▶ _WORK ITEM_: Reproduce every one of the following entries verbatim, without altering a single character.
____ EXTRACTED MATERIAL
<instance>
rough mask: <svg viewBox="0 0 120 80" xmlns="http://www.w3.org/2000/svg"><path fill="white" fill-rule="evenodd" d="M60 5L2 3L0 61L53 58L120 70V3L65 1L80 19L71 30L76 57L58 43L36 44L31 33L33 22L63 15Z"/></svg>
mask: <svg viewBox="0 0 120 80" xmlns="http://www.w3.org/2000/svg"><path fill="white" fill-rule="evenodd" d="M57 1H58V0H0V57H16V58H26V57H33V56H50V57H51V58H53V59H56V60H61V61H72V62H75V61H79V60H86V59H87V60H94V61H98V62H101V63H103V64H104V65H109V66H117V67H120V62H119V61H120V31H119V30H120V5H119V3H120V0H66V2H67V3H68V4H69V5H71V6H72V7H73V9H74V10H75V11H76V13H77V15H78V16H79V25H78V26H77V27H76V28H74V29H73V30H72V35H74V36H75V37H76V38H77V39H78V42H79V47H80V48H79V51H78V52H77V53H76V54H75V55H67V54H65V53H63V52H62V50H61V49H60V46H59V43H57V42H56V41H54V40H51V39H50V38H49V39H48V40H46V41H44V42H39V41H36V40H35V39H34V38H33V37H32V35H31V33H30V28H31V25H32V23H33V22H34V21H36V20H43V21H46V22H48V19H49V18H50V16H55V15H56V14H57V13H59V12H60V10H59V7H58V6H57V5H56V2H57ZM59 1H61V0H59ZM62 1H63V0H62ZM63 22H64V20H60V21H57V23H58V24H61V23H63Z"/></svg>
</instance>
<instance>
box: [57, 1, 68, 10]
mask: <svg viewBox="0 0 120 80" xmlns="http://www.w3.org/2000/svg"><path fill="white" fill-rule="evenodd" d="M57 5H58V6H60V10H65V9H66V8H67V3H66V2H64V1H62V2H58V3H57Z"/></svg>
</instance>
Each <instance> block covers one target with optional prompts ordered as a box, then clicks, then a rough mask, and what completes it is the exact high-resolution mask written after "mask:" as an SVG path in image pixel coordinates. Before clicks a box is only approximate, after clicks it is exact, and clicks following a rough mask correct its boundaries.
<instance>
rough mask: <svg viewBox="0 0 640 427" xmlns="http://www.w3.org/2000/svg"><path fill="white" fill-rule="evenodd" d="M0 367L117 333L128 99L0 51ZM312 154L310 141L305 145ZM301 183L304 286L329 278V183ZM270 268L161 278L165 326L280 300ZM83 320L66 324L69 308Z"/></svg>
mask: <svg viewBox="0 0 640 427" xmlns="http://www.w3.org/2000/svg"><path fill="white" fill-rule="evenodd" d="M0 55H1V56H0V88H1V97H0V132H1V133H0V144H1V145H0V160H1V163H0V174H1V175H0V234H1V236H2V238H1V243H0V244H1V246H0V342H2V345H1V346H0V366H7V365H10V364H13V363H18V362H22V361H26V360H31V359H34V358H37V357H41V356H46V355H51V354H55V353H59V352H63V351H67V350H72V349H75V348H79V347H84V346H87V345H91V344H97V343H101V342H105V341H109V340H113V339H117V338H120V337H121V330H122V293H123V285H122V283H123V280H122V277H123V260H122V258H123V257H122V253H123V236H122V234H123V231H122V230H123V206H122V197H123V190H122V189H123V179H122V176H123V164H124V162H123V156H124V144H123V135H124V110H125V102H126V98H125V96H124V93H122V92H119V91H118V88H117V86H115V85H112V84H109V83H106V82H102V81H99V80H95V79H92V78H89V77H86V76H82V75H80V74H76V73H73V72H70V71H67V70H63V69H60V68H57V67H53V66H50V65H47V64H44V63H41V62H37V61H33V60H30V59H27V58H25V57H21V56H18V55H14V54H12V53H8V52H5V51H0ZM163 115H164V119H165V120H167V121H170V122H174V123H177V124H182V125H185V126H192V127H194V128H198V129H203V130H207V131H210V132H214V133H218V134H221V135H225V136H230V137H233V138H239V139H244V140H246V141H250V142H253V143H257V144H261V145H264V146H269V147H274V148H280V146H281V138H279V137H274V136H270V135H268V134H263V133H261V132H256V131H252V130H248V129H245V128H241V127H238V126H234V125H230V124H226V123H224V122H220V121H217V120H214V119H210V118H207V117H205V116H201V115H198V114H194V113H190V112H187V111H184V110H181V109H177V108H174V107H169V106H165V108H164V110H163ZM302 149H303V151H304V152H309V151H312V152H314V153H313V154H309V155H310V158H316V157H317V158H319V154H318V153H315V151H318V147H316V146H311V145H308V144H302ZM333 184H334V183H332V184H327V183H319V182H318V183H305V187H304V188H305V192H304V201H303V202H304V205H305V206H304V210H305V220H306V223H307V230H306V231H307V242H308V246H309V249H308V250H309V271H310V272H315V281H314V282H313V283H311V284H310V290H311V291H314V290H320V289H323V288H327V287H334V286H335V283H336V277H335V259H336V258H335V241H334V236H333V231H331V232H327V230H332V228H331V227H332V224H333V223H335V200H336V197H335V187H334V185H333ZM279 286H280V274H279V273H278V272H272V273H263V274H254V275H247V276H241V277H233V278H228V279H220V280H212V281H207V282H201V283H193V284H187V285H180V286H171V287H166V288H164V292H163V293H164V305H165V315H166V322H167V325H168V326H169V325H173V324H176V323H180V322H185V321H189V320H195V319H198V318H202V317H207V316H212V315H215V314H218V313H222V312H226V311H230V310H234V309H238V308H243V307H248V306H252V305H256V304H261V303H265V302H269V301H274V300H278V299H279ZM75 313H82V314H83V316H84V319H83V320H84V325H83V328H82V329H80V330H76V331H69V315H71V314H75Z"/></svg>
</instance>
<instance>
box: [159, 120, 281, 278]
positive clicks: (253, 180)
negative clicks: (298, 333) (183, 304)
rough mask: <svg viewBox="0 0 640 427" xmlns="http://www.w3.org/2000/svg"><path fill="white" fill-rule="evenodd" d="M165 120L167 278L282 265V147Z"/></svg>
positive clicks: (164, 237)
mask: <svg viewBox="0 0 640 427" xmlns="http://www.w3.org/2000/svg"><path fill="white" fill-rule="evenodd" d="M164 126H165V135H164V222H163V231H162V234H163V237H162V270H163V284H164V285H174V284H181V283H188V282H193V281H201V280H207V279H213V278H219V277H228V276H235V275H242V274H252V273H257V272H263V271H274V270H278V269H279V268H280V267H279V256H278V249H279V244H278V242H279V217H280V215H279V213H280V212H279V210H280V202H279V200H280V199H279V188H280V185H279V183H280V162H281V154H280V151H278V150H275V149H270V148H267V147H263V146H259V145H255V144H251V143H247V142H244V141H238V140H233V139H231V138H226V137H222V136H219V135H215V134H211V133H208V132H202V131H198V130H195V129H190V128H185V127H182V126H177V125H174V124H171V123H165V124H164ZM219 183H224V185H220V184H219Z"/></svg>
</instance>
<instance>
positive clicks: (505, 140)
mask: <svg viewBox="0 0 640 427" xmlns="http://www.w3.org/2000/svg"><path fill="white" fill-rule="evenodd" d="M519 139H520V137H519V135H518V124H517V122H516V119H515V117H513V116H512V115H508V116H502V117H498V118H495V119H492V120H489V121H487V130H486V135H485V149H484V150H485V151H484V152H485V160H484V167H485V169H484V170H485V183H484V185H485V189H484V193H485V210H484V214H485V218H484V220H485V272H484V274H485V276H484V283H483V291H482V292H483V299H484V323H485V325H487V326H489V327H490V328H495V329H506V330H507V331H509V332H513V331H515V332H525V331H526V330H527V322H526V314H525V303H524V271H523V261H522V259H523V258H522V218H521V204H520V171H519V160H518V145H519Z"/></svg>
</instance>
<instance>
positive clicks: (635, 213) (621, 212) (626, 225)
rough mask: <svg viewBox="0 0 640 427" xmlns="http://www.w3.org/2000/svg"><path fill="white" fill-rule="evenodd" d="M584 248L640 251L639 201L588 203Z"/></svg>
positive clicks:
________
▶ _TASK ANSWER_:
<instance>
rough mask: <svg viewBox="0 0 120 80" xmlns="http://www.w3.org/2000/svg"><path fill="white" fill-rule="evenodd" d="M60 5L2 3L0 61L53 58L120 70V3L65 1L80 19L71 30L76 57L58 43L36 44L31 33L33 22L63 15Z"/></svg>
mask: <svg viewBox="0 0 120 80" xmlns="http://www.w3.org/2000/svg"><path fill="white" fill-rule="evenodd" d="M57 1H58V0H0V57H16V58H26V57H33V56H50V57H51V58H53V59H56V60H61V61H72V62H75V61H79V60H86V59H87V60H94V61H98V62H101V63H103V64H104V65H109V66H117V67H120V62H119V61H120V31H119V30H120V5H119V3H120V0H66V2H67V3H68V4H69V5H71V6H72V7H73V9H74V10H75V11H76V13H77V15H78V16H79V25H78V26H77V27H76V28H74V29H73V30H72V35H74V36H75V37H76V38H77V39H78V42H79V47H80V48H79V51H78V52H77V53H76V54H75V55H67V54H65V53H63V52H62V50H61V49H60V46H59V43H57V42H56V41H54V40H51V39H50V38H49V39H48V40H46V41H44V42H39V41H36V40H35V39H34V38H33V37H32V35H31V33H30V28H31V25H32V23H33V22H34V21H36V20H43V21H46V22H48V19H49V18H50V16H55V15H56V14H57V13H59V12H60V10H59V7H58V6H57V5H56V2H57ZM59 1H61V0H59ZM62 1H63V0H62ZM63 22H64V20H60V21H57V23H58V24H61V23H63Z"/></svg>
</instance>
<instance>
box: [57, 1, 68, 10]
mask: <svg viewBox="0 0 120 80" xmlns="http://www.w3.org/2000/svg"><path fill="white" fill-rule="evenodd" d="M57 5H58V6H60V10H65V9H66V8H67V3H66V2H64V1H62V2H58V3H57Z"/></svg>
</instance>
Each <instance> block covers one target with optional prompts ordered as a box, then clicks, then a rough mask, and what completes it is the exact high-resolution mask written after "mask:" as an SVG path in image pixel coordinates. Before clicks a box is only approximate, after clicks it is exact, and clicks following a rough mask correct its boundaries.
<instance>
rough mask: <svg viewBox="0 0 640 427" xmlns="http://www.w3.org/2000/svg"><path fill="white" fill-rule="evenodd" d="M0 367L117 333L128 99L0 51ZM312 154L310 141L305 145ZM301 183L304 286L329 278V183ZM270 268L161 278L165 326L280 300ZM83 320L66 324L69 308Z"/></svg>
mask: <svg viewBox="0 0 640 427" xmlns="http://www.w3.org/2000/svg"><path fill="white" fill-rule="evenodd" d="M0 55H1V56H0V88H1V97H0V132H1V133H0V144H1V145H0V160H1V163H0V174H1V175H0V234H1V236H2V238H1V243H0V244H1V246H0V342H2V345H1V346H0V366H7V365H10V364H13V363H18V362H22V361H26V360H31V359H34V358H37V357H41V356H46V355H51V354H55V353H59V352H63V351H67V350H72V349H75V348H79V347H84V346H87V345H91V344H97V343H101V342H105V341H109V340H113V339H117V338H120V337H121V330H122V293H123V285H122V283H123V280H122V277H123V260H122V258H123V257H122V253H123V236H122V234H123V231H122V230H123V206H122V197H123V190H122V189H123V179H122V176H123V164H124V162H123V156H124V144H123V135H124V110H125V102H126V98H125V96H124V93H122V92H119V91H118V88H117V86H115V85H112V84H109V83H106V82H102V81H99V80H95V79H92V78H89V77H86V76H82V75H80V74H76V73H73V72H70V71H67V70H63V69H60V68H57V67H53V66H50V65H47V64H44V63H41V62H37V61H33V60H30V59H27V58H25V57H21V56H18V55H14V54H12V53H8V52H5V51H0ZM163 115H164V119H165V120H167V121H170V122H174V123H177V124H182V125H185V126H192V127H194V128H198V129H203V130H207V131H210V132H214V133H218V134H221V135H225V136H230V137H233V138H239V139H244V140H246V141H250V142H253V143H257V144H261V145H264V146H269V147H274V148H280V146H281V138H279V137H274V136H270V135H268V134H263V133H261V132H256V131H252V130H248V129H245V128H241V127H238V126H234V125H230V124H226V123H224V122H220V121H217V120H214V119H210V118H207V117H205V116H201V115H198V114H194V113H190V112H187V111H184V110H181V109H177V108H174V107H169V106H165V108H164V110H163ZM302 149H303V151H304V152H309V151H312V152H314V153H313V154H309V155H310V158H316V157H317V158H319V154H318V153H315V151H318V147H316V146H311V145H308V144H302ZM333 184H334V183H332V184H327V183H319V182H318V183H305V187H304V188H305V192H304V201H303V202H304V205H305V206H304V210H305V220H306V223H307V230H306V231H307V242H308V246H309V249H308V250H309V271H310V272H315V281H314V282H313V283H311V284H310V290H311V291H314V290H320V289H323V288H327V287H334V286H335V283H336V277H335V259H336V258H335V241H334V236H333V231H331V232H327V230H332V228H331V227H332V224H333V223H335V200H336V197H335V187H334V185H333ZM279 286H280V274H279V273H278V272H272V273H263V274H254V275H247V276H241V277H233V278H228V279H220V280H212V281H207V282H201V283H193V284H187V285H180V286H171V287H166V288H164V292H163V293H164V305H165V315H166V322H167V325H168V326H169V325H173V324H176V323H180V322H185V321H189V320H195V319H198V318H202V317H207V316H212V315H215V314H218V313H222V312H226V311H230V310H234V309H238V308H243V307H248V306H252V305H256V304H261V303H265V302H269V301H274V300H278V299H279ZM75 313H82V314H83V316H84V319H83V320H84V325H83V328H82V329H80V330H76V331H69V315H71V314H75Z"/></svg>
</instance>
<instance>
box: [159, 120, 281, 278]
positive clicks: (253, 180)
negative clicks: (298, 333) (183, 304)
rough mask: <svg viewBox="0 0 640 427" xmlns="http://www.w3.org/2000/svg"><path fill="white" fill-rule="evenodd" d="M165 120L167 278L282 265V147Z"/></svg>
positive clicks: (164, 237)
mask: <svg viewBox="0 0 640 427" xmlns="http://www.w3.org/2000/svg"><path fill="white" fill-rule="evenodd" d="M164 126H165V135H164V222H163V231H162V234H163V237H162V270H163V284H164V285H174V284H181V283H188V282H193V281H201V280H207V279H213V278H219V277H228V276H235V275H242V274H252V273H257V272H263V271H274V270H278V269H279V268H280V267H279V256H278V249H279V244H278V242H279V217H280V215H279V213H280V212H279V210H280V202H279V200H280V199H279V188H280V185H279V183H280V162H281V154H280V151H278V150H275V149H270V148H267V147H263V146H259V145H255V144H251V143H247V142H244V141H238V140H233V139H231V138H226V137H222V136H219V135H215V134H211V133H208V132H202V131H198V130H195V129H190V128H185V127H182V126H177V125H174V124H171V123H165V124H164ZM219 183H224V185H220V184H219Z"/></svg>
</instance>
<instance>
positive clicks: (505, 140)
mask: <svg viewBox="0 0 640 427" xmlns="http://www.w3.org/2000/svg"><path fill="white" fill-rule="evenodd" d="M519 139H520V137H519V135H518V124H517V122H516V119H515V117H513V116H512V115H508V116H502V117H498V118H495V119H492V120H489V121H487V130H486V135H485V149H484V150H485V151H484V152H485V160H484V167H485V169H484V170H485V183H484V185H485V189H484V193H485V210H484V214H485V218H484V220H485V272H484V274H485V276H484V283H483V291H482V292H483V299H484V323H485V325H487V326H489V327H490V328H495V329H506V330H507V331H509V332H513V331H515V332H525V331H526V330H527V322H526V314H525V303H524V271H523V261H522V259H523V258H522V218H521V204H520V171H519V160H518V145H519Z"/></svg>
</instance>
<instance>
positive clicks: (635, 213) (621, 212) (626, 225)
rough mask: <svg viewBox="0 0 640 427" xmlns="http://www.w3.org/2000/svg"><path fill="white" fill-rule="evenodd" d="M584 248L640 251L639 201L588 203Z"/></svg>
positive clicks:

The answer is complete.